▸ Selected passage:
.....
An Apple patent is just the latest in a broad industry effort to expand battery life.
September 20, 2012

With short battery life a major hassle for smartphone owners, researchers industrywide are continually seeking easier ways to recharge gadgets and prolong their life between charges.  An interesting Apple patent, filed in July and published today by the U.S. Patent and Trademark Office, hints at an interesting self-charging idea.

The patent describes as system of printed coils on a circuit board, and moveable magnets. The motion of shaking the phone or walking would move the magnets over the coils, producing electricity. No word on how long it might take such an idea to prove practical. And, of course, Apple patents lots of things.

A number of other efforts aim to attack the problem. These include tricks to use photovoltaics built into displays (see “Energy Harvesting Displays”). A collaboration between Intel and IDT is pursuing wireless charging (see “Intel’s Wireless Power Play”) and so is the startup Witricitity (see “Charge Your Phone and Your Car from Afar”).

Those last two ideas would be extensions of something already possible–charging specially-equipped electronics by sitting them directly on charging pads. Among recent smartphone product releases (most of which boasted of some effort to reduce consumption) the new Nokia phone took a somewhat radical step to include such a pad with the device (see “New Smartphones May be Nokia’s Last Stand.”  

Meantime, try not to use the phone as a flashlight too often.
.....
Dataset entries:
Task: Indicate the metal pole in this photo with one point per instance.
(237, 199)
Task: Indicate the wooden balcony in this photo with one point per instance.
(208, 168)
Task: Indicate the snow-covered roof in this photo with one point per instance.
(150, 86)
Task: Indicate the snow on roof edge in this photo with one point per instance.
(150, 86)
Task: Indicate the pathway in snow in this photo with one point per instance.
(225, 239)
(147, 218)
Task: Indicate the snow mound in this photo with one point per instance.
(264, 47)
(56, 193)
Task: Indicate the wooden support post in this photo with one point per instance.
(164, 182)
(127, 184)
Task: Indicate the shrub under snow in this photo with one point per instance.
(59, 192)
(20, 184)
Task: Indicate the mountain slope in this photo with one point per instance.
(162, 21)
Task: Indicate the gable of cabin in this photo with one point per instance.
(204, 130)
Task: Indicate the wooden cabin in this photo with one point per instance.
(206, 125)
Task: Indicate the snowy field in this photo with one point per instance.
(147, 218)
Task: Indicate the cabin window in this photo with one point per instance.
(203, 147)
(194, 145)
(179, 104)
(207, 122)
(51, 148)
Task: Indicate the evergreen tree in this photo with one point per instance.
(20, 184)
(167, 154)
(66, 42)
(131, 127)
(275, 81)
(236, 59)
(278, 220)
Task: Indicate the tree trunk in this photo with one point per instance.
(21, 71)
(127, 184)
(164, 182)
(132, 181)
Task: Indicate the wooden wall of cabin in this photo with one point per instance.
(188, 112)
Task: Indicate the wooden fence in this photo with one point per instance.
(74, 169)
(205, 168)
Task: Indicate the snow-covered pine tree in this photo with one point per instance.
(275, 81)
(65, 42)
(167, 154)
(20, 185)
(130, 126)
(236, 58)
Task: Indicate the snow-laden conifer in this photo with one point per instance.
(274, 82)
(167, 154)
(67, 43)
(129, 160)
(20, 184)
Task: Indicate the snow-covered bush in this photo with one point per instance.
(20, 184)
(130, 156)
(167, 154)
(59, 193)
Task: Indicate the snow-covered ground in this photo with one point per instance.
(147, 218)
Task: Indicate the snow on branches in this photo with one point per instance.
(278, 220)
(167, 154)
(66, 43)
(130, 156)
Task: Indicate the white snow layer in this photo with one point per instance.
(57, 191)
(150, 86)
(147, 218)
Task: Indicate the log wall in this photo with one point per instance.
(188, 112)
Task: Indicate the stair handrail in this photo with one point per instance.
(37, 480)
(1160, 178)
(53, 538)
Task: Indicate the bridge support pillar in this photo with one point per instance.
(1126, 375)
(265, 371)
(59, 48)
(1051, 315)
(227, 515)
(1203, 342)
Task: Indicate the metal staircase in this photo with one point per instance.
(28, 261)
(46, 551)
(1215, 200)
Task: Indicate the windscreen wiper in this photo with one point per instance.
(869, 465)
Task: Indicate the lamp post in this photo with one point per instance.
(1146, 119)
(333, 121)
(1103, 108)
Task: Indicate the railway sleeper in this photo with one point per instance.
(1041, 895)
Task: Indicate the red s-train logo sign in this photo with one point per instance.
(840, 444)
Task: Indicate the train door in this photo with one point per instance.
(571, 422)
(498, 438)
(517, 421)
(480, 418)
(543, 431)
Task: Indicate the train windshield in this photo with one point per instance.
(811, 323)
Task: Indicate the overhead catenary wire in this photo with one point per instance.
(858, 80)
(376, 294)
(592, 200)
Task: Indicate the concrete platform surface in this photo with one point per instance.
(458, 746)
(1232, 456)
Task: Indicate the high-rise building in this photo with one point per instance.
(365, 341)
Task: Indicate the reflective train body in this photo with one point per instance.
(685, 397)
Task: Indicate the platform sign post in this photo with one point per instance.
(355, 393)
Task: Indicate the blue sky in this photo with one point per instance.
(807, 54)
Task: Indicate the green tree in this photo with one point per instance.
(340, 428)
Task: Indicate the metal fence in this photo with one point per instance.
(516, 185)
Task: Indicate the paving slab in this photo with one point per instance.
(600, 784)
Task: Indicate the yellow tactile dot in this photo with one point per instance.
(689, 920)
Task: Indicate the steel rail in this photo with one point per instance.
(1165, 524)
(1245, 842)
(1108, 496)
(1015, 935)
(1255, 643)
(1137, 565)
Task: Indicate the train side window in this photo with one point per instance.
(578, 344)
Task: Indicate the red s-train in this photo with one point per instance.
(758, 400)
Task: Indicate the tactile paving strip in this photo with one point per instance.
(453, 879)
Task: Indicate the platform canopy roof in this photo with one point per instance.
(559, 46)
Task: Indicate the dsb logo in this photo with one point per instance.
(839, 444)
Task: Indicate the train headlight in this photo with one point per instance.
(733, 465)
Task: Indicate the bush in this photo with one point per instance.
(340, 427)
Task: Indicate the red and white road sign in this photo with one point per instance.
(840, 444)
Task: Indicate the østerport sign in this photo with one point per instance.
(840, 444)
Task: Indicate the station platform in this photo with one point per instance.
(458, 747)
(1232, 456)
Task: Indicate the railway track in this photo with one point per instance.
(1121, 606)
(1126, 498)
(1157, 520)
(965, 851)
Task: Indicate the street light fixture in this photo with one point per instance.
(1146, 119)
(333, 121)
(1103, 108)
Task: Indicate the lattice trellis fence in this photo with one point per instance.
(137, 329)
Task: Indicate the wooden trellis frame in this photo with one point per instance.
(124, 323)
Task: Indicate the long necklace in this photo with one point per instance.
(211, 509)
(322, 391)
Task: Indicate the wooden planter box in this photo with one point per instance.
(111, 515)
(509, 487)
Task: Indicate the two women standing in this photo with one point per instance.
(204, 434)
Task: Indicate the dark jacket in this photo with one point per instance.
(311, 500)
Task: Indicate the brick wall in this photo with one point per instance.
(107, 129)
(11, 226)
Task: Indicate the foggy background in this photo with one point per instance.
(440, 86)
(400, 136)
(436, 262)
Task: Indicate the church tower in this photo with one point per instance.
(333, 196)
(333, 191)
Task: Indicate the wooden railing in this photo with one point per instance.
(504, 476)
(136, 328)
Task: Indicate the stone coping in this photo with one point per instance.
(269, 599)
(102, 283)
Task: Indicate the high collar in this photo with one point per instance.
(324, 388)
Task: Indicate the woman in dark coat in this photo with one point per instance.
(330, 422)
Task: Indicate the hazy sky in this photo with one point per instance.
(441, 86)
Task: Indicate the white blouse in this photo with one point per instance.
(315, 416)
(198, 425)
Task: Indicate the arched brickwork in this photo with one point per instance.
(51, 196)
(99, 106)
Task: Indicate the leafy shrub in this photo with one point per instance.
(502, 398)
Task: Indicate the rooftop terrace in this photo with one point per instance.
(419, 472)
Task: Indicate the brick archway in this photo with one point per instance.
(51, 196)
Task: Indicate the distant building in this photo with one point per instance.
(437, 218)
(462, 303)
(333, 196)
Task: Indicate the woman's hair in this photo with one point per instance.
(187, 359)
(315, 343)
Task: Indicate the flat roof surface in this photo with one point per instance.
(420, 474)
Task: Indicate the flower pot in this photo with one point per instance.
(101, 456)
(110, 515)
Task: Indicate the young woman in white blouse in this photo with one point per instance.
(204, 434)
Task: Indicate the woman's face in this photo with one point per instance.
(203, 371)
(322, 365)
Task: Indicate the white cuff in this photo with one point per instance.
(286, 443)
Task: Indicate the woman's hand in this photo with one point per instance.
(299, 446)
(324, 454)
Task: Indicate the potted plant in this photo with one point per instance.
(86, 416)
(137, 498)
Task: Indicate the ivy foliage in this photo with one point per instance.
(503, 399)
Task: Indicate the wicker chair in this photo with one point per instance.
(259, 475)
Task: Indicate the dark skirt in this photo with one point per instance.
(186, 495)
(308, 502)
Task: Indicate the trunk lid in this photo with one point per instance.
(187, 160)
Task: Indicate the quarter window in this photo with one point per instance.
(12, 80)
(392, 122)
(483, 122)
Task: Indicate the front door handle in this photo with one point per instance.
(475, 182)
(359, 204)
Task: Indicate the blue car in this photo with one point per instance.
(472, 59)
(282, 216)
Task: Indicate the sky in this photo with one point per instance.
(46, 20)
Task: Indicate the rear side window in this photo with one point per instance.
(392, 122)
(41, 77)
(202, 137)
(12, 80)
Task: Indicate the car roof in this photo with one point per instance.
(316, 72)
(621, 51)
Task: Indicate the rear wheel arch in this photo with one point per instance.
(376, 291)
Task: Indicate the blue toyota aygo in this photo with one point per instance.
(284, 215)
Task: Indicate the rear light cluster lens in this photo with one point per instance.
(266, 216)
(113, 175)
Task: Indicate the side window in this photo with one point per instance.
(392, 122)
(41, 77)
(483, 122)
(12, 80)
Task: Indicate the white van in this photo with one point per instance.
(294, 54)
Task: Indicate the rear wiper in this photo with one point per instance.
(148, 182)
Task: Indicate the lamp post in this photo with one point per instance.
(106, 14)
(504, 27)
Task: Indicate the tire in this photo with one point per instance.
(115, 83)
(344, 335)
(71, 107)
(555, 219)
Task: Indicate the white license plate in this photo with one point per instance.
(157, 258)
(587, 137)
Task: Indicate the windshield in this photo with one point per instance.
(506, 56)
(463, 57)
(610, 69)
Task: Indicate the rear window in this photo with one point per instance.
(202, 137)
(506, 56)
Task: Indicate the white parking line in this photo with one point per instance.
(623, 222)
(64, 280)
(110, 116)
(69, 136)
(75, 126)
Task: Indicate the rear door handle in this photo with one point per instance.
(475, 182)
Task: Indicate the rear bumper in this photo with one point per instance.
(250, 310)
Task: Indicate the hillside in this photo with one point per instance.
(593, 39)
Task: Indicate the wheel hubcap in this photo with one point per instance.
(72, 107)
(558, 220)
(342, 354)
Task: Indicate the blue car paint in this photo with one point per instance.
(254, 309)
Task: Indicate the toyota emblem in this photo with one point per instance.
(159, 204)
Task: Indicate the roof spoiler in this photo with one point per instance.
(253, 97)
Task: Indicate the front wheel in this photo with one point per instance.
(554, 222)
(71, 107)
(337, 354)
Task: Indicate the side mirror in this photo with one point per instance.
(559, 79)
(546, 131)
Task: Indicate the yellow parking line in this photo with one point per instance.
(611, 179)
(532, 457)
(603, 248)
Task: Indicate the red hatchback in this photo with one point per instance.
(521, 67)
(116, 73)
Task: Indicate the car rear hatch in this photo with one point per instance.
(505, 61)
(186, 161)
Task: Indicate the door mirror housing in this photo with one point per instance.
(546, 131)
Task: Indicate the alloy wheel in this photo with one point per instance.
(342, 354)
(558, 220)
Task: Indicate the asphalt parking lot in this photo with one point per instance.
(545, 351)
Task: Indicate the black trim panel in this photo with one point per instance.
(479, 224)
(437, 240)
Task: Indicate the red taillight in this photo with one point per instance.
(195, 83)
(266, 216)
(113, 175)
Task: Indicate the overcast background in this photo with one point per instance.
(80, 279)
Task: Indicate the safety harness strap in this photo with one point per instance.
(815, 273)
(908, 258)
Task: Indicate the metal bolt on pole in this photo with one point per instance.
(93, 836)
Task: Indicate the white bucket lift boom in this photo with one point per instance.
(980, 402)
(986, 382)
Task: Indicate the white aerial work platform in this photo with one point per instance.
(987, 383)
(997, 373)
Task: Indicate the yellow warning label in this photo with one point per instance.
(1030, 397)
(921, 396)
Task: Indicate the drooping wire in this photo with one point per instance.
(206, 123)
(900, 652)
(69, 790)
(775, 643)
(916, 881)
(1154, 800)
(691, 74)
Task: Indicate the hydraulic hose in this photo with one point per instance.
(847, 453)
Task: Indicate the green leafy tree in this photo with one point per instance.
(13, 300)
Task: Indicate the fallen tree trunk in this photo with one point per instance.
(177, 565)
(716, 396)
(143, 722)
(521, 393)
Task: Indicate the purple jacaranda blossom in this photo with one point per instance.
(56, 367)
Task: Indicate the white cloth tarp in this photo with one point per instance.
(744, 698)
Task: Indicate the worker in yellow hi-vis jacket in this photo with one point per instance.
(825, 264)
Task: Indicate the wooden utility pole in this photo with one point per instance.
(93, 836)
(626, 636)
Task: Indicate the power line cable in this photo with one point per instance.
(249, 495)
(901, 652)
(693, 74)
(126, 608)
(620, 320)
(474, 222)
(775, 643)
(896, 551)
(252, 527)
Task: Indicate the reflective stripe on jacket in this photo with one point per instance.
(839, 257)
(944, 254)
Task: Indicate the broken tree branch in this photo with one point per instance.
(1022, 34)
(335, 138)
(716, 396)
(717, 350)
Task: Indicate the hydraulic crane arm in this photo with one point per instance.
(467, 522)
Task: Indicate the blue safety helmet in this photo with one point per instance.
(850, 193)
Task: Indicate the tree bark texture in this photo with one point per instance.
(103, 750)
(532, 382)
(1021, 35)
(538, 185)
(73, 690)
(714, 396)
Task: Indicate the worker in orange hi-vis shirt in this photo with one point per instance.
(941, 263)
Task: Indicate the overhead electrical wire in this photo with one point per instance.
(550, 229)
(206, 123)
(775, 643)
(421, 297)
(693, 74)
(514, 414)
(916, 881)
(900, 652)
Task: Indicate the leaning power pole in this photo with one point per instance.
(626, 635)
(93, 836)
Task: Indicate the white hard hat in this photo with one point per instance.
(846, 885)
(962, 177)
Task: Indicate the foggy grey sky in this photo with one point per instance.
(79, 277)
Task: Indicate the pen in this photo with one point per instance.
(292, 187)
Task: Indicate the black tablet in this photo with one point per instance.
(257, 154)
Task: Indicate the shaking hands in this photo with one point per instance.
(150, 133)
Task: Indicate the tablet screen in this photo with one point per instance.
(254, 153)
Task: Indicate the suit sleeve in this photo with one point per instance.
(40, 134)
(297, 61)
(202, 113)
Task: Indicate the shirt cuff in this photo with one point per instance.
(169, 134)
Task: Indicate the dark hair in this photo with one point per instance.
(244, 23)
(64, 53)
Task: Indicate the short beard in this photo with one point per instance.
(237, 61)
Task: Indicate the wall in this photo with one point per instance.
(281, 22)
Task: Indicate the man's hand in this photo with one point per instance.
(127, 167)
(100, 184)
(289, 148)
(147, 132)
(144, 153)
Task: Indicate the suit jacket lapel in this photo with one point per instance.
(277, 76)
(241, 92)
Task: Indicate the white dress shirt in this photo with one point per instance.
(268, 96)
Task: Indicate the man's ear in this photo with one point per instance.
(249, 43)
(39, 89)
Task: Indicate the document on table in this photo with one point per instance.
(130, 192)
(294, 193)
.....
▸ Work to complete:
(a) In the article on phone battery life, what motions would move the magnets over the coils in the Apple patent?
(b) Set down the part of the article on phone battery life that opens with the words containing "The patent describes" and closes with "lots of things.".
(c) Decide whether each statement agrees with the article on phone battery life, answering yes or no and quoting the words that settle it: (i) The Apple patent was filed in July. (ii) Intel is pursuing wireless charging on its own. (iii) The new Nokia phone comes with a charging pad.

▸ Exercise results:
(a) Shaking the phone or walking would move the magnets over the coils.

(b)
The patent describes as system of printed coils on a circuit board, and moveable magnets. The motion of shaking the phone or walking would move the magnets over the coils, producing electricity. No word on how long it might take such an idea to prove practical. And, of course, Apple patents lots of things.

(c)
(i) Yes: "filed in July and published today by the U.S. Patent and Trademark Office"
(ii) No: "A collaboration between Intel and IDT is pursuing wireless charging"
(iii) Yes: "the new Nokia phone took a somewhat radical step to include such a pad with the device"